#### Task requirements:
All of the records below should be output exactly.

** Start of Listed entries **

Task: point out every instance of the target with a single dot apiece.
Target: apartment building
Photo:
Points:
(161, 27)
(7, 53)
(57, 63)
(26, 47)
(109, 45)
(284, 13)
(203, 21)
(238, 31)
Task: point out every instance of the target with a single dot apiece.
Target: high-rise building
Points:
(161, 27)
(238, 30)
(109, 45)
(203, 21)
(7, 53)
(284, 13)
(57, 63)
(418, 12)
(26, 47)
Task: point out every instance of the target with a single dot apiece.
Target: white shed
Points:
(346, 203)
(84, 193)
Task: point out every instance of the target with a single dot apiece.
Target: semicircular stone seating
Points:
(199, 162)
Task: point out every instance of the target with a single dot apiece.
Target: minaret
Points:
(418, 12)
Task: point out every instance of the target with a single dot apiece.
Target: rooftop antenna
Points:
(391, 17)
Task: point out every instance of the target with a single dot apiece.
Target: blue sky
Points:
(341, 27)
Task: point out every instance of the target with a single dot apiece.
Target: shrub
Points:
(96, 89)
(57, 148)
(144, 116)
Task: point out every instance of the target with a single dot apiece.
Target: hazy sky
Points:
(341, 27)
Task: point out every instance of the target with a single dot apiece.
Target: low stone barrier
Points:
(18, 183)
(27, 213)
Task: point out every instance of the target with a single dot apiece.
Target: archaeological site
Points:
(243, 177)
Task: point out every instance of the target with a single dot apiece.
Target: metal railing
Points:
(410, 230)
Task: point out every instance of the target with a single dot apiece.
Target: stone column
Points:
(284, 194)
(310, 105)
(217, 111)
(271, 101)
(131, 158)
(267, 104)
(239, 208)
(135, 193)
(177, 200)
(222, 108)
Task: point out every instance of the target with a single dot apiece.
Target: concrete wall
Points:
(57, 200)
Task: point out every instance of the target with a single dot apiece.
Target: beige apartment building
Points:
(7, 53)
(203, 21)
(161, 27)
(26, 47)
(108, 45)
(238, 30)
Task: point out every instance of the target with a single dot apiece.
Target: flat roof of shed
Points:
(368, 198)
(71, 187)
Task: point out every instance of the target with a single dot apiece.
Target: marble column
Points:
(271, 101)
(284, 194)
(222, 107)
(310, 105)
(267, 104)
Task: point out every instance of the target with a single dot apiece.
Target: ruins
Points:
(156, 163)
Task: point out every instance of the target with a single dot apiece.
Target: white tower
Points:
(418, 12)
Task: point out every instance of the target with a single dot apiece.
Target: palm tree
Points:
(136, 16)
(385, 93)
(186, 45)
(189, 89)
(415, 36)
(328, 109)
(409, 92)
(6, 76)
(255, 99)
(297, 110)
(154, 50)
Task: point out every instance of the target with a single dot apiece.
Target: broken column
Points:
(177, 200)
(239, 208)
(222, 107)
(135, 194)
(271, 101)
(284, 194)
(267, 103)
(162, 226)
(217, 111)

** End of Listed entries **

#### Answer for this exercise:
Task: point out every instance of the target with a single dot apiece.
Target: apartment building
Photo:
Points:
(161, 27)
(7, 53)
(57, 63)
(26, 47)
(109, 45)
(284, 13)
(203, 21)
(238, 31)
Task: point out every instance of the target with a single dot apiece.
Target: high-rise building
Points:
(161, 27)
(238, 30)
(109, 45)
(203, 21)
(7, 53)
(284, 13)
(57, 63)
(418, 12)
(26, 47)
Task: point out every instance of the target with a single dot apiece.
Target: white shed
Points:
(346, 203)
(84, 193)
Task: point out every instance of the target with a single dot apiece.
Target: semicircular stone seating
Points:
(199, 162)
Task: point out every instance of the target with a single dot apiece.
Target: minaret
Points:
(418, 12)
Task: point out every instance of the target with a single dot apiece.
Target: rooftop antenna
Points:
(391, 17)
Task: point out every instance of the target with a single dot apiece.
Target: blue sky
Points:
(341, 27)
Task: point out every instance of the target with a single dot apiece.
Target: shrub
Points:
(96, 89)
(57, 148)
(144, 116)
Task: point out every instance of the target with a single dot apiece.
Target: hazy sky
Points:
(341, 27)
Task: point out every instance of the target with a single dot apiece.
Target: low stone barrier
Points:
(18, 183)
(27, 213)
Task: point out every instance of the target with a single dot apiece.
Target: archaeological site
Points:
(243, 177)
Task: point out every instance of the target with a single dot apiece.
Target: metal railing
Points:
(410, 230)
Task: point out every instance of the target with a single dot apiece.
Target: stone column
Points:
(284, 194)
(310, 105)
(217, 111)
(271, 101)
(131, 158)
(267, 104)
(239, 208)
(135, 193)
(177, 200)
(222, 108)
Task: point out every instance of the target with a single dot apiece.
Target: concrete wall
Points:
(57, 200)
Task: point out every instance of the target with a single dot apiece.
Target: beige apartment building
Points:
(7, 53)
(203, 21)
(161, 27)
(26, 47)
(108, 45)
(238, 30)
Task: point out every instance of the target with a single dot apiece.
Target: flat roof of shed
Points:
(368, 198)
(71, 187)
Task: point out every instance of the target with a single dot apiece.
Target: marble column
Points:
(271, 101)
(284, 194)
(222, 107)
(310, 105)
(267, 104)
Task: point out every instance of the target with a single dot apiece.
Target: ruins
Points:
(156, 163)
Task: point out every instance of the target with a single dot apiece.
Target: white tower
Points:
(418, 12)
Task: point out every instance of the target with a single dot apiece.
Target: palm tree
Points:
(136, 16)
(385, 93)
(186, 45)
(189, 89)
(415, 36)
(328, 109)
(409, 92)
(6, 76)
(255, 99)
(297, 110)
(154, 50)
Task: point out every instance of the target with a single dot apiece.
Target: broken column
Points:
(177, 200)
(239, 208)
(222, 107)
(135, 194)
(271, 101)
(284, 194)
(267, 103)
(162, 226)
(217, 111)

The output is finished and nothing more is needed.